### Records provided
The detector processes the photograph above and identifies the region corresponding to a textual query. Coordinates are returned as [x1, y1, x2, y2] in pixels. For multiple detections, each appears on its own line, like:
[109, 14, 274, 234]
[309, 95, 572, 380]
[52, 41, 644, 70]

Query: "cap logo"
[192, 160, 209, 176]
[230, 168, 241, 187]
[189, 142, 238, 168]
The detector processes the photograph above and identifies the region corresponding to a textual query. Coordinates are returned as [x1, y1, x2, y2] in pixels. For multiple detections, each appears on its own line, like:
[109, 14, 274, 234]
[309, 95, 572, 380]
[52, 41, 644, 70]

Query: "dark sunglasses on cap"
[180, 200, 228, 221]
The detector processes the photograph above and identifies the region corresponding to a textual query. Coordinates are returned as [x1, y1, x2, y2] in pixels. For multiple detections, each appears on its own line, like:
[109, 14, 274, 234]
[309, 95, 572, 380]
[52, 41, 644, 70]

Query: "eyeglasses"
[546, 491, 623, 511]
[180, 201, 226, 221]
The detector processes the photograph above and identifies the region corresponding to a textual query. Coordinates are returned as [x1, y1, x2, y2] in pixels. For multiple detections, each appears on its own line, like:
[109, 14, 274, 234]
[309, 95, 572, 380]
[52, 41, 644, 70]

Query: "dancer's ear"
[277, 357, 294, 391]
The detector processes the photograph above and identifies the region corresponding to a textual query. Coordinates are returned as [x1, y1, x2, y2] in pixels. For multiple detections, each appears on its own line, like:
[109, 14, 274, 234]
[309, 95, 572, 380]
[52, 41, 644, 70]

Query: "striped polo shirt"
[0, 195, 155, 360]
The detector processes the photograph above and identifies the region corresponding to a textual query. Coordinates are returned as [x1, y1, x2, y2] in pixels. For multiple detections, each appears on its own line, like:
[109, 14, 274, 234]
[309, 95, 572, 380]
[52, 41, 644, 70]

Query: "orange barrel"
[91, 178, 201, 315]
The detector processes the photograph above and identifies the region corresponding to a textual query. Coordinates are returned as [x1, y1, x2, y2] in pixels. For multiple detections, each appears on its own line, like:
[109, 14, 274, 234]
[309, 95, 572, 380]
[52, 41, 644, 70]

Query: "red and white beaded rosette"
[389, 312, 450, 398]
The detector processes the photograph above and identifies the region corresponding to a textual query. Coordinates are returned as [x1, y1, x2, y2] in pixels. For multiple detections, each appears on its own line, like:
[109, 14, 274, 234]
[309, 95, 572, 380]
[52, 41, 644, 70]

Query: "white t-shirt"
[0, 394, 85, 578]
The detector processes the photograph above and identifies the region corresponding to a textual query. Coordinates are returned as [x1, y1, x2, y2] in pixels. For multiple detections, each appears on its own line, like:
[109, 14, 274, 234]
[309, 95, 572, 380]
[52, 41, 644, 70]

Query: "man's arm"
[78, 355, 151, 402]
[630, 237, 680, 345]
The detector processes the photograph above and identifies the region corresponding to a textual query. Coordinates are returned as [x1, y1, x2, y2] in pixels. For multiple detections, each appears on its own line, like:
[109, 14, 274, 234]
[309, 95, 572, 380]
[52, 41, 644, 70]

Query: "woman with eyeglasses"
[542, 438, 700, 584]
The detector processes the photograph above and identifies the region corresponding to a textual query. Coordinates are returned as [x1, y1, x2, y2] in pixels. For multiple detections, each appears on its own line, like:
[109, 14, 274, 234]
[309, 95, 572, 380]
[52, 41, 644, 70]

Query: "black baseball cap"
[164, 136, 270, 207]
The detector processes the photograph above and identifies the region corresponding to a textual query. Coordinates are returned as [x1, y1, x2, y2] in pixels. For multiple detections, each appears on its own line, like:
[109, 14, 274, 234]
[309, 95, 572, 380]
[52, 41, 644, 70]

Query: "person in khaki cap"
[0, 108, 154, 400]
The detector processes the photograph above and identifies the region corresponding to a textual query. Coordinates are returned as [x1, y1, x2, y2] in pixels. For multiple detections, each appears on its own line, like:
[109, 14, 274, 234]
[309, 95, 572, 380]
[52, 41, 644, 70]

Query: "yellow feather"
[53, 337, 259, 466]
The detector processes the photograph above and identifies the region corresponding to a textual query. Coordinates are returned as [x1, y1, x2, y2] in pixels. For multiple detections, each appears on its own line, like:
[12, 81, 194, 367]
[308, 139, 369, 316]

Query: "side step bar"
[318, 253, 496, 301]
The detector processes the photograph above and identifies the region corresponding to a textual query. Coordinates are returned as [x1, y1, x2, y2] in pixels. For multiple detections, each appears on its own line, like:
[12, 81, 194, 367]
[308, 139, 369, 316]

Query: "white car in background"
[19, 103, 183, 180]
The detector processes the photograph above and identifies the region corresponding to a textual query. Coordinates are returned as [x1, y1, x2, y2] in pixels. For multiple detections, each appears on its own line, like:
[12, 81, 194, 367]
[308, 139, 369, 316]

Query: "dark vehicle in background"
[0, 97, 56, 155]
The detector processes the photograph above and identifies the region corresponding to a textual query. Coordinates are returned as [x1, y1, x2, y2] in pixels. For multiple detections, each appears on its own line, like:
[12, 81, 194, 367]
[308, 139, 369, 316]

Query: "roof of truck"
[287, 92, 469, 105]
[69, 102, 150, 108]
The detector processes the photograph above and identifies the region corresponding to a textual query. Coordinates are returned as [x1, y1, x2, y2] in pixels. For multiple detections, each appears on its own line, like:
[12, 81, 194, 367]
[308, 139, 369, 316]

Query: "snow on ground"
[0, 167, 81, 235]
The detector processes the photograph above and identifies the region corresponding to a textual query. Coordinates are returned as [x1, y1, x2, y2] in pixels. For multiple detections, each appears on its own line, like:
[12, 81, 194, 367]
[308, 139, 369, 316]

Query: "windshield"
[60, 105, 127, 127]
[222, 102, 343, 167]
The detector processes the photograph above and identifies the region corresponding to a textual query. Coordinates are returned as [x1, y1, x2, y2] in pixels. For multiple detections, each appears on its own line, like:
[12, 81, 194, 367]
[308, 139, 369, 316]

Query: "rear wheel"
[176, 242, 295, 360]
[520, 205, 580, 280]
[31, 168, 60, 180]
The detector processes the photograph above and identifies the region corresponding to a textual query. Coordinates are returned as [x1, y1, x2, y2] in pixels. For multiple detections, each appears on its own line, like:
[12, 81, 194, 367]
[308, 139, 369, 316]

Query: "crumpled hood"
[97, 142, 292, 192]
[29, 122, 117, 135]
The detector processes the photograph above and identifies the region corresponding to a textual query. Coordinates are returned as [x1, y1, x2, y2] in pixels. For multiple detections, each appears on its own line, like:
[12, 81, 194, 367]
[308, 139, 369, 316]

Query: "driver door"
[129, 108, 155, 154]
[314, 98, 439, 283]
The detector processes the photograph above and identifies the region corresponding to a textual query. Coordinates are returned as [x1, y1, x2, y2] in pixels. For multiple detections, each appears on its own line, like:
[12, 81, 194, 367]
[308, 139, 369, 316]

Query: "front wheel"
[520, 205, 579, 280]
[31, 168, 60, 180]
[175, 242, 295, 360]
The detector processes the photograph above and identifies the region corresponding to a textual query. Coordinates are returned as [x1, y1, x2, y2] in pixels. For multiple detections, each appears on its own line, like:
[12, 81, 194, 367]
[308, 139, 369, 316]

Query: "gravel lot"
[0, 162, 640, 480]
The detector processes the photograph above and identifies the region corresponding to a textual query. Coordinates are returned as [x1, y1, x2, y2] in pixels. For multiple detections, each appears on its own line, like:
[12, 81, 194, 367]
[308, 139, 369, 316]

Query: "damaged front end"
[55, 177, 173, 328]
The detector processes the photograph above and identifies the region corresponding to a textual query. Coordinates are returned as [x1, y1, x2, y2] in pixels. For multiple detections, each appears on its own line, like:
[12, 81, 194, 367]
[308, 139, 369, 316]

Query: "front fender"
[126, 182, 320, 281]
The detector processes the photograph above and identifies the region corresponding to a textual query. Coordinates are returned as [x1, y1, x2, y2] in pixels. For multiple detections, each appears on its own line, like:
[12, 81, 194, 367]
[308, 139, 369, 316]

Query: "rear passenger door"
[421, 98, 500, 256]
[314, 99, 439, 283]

### What to produce
Reproduce the records verbatim from their very first line through the line containing "[277, 357, 294, 391]", including both of those lines.

### Expected answer
The detector processes the photograph above and identifies the region corresponding to a textual query. Coordinates are returned as [x1, y1, x2, y2] in pixels. For multiple detections, each appears on its own line, like:
[109, 14, 274, 234]
[309, 95, 572, 380]
[52, 41, 644, 70]

Query: "cap logo"
[192, 160, 209, 176]
[230, 168, 241, 187]
[189, 142, 238, 168]
The detector processes the photograph above and identifies the region corresponding to a textual query. Coordinates are returned as [x1, y1, x2, y2] in pixels. For multiple detections, each appears on its own line, like:
[109, 14, 274, 234]
[309, 95, 572, 380]
[52, 41, 644, 70]

Query: "dark sunglasses on cap"
[180, 200, 228, 221]
The detector processes the photograph above and identifies the region corresponding to a textual query. Coordinates are returned as [x1, y1, x2, y2] in pixels. For multiple detections, each appears on its own line, like:
[109, 14, 274, 234]
[309, 95, 572, 380]
[52, 41, 644, 70]

Query: "eyeglasses"
[546, 491, 623, 511]
[180, 201, 226, 221]
The detector processes the photograph above and identifies the region corresponding to a textual query. Coordinates are returned as [x1, y1, x2, y2] in pixels. For multiple detections, each appears on its own line, like:
[109, 14, 274, 234]
[309, 95, 572, 380]
[52, 41, 644, 70]

Query: "dancer's ear"
[277, 357, 294, 391]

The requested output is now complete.